La conjoncture politique et la nécessité de créer un journal « indigène »
L’événement marquant en ce début du siècle, c’est sans conteste l’agitation provoquée au Maroc, en raison des réformes décrétées en septembre 1901 par le sultan Abd-el-Aziz, visant des impositions fiscales prétendument égalitaires dites du « Tertib ». Ce qui n’était au départ qu’un modeste mouvement de protestation contre la réforme fiscale animé par les faqihs dans les souks ruraux, évolua très rapidement, sous la férule du prétendant Bouhmara[4], en un large mouvement insurrectionnel contre le pouvoir central (Taleb, 1911, p. 200)[5]. Cependant, compte tenu du maillage confrérique, notamment des Derqaoua, des solidarités tribales et des alliances familiales de part et d’autre de la frontière ; le moins qu’on puisse noter, c’est le fait que cette désobéissance « Oçian » ne manqua pas d’avoir d’importantes répercussions sur Tlemcen et sa région, notamment dans l’attitude hostile des populations envers l’autorité coloniale.
C’est donc, dans une Oranie musulmane inquiète de l’évolution de la situation au Maroc, qui, en 1904, avec l’occupation par les troupes françaises de Berguent[6], sonne le glas de son indépendance. Zoheir Ihaddaden ne manqua pas de conjecturer la création d’El-Misbah avec la mobilisation de la population algérienne par les autorités coloniales autour de cette prétendue « œuvre de pacification », qui n’était en fait que « le prélude à une vaste campagne qui se développa quelques années plus tard et qui tendit à incorporer les musulmans dans le service militaire obligatoire. Elle prend pour symbole des hommes comme Ali Mahieddine, le colonel Bendaoud et Mohamed Ben Rahal, tous officiers de l’armée française, et dont El Misbah ne cesse de faire l’éloge. » (Ihaddaden, 1983, p. 168).
Il y a lieu de noter que, parallèlement aux journaux français locaux qui, entre quotidiens à grand tirage, feuilles hebdomadaires et brûlots de campagne électorale etc., existait une presse communautaire, notamment en langue espagnole pour la très nombreuse population ibérique et en langue hébraïque destinée à la population israélite. Il ne manquait donc, dans ce paysage médiatique varié, qu’un organe qui soit fait par des « indigènes », parlant au nom des « indigènes » et accessoirement dans la langue des « indigènes ».

**DONNÉES DE TRAVAIL:**
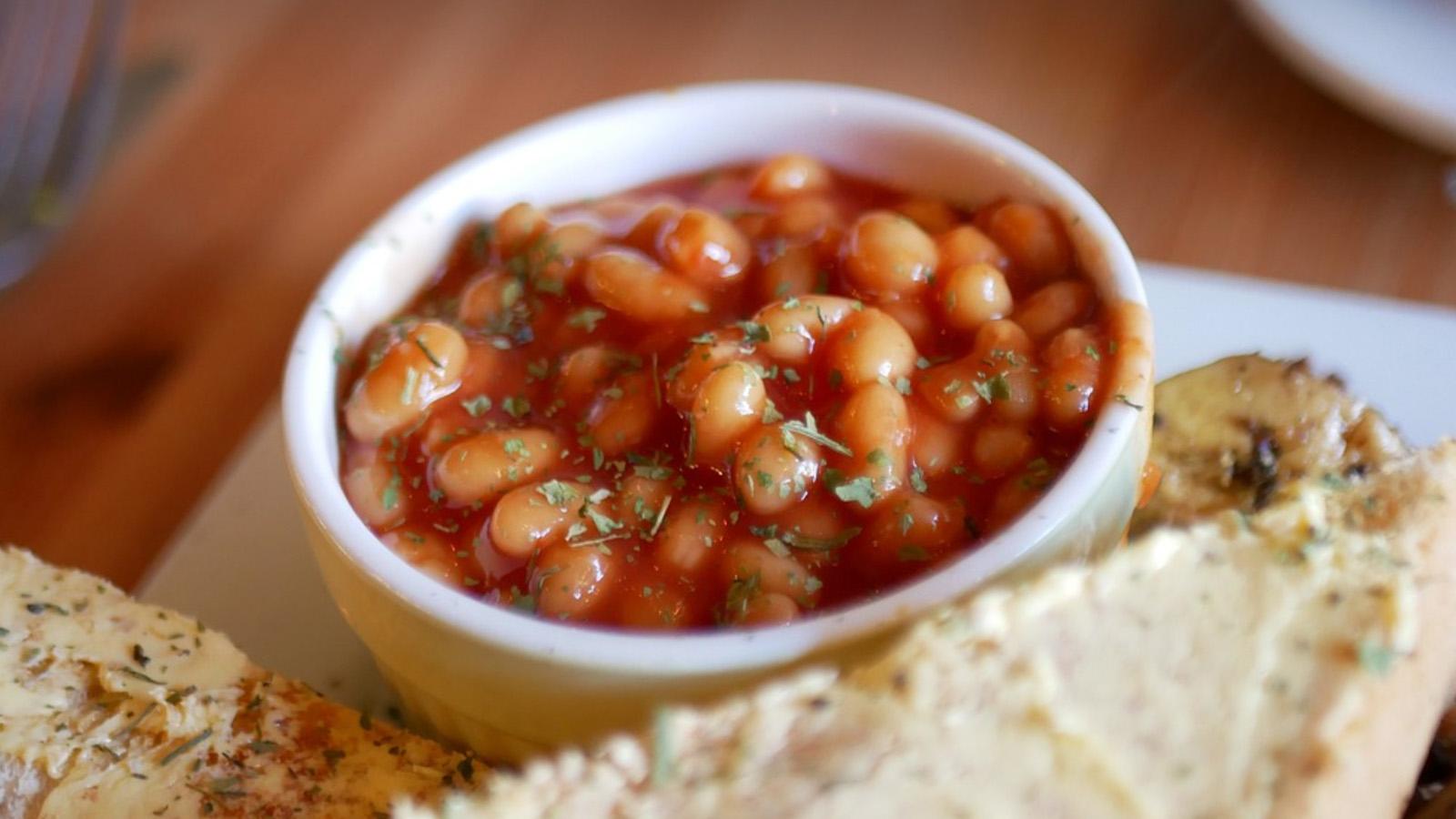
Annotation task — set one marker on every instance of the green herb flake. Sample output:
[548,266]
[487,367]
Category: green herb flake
[1123,398]
[1376,658]
[861,490]
[586,318]
[808,429]
[187,746]
[389,499]
[407,394]
[516,405]
[810,544]
[994,388]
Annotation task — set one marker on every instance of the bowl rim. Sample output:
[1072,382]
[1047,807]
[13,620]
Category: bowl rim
[699,653]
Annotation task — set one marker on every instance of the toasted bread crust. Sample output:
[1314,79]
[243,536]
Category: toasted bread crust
[109,707]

**CONSIGNES:**
**a.** Indiquez combien de lignes des rangées ci-dessus contiennent la chaîne « marker », en respectant la casse, et ne donnez que ce nombre.
**b.** Rédigez la suite de l'extrait sur la création d'un journal « indigène » en Oranie, en reprenant juste après sa dernière phrase.

**CORRIGÉ:**
**a.** 3

**b.**
En l’absence d’un journal « indigène » aussi modeste soit-il, les représentants de l’élite musulmane, pour pouvoir exprimer leurs opinions sur diverses questions, qui n’étaient pas forcément toujours de nature politique, se trouvaient contraints, notamment en période de campagne électorale, de solliciter, avec plus ou moins de bonheur, les colonnes des journaux européens locaux. À l’instar d’Oran et de Tlemcen, de nombreuses villes de l’Oranie (Sidi-Bel-Abbes, Aïn-Témouchent, Mascara, Mostaganem, Tiaret) disposaient, elles aussi, d’un journal généralement appartenant à quelque cacique local de la colonisation. À Oran, comme L'Union Républicaine, Le Petit Fanal Oranais, L'Impartial Oranais, L'Union Oranaise, Le Petit Africain (devenu Le Petit Oranais puis Le Petit colon)[7]; et à Tlemcen, Le Petit Tlemcénien L'Impartial Tlemcénien, La Tafna, Le Courrier de Tlemcen et L’Écho de Tlemcen (الأخبار التلمسانية).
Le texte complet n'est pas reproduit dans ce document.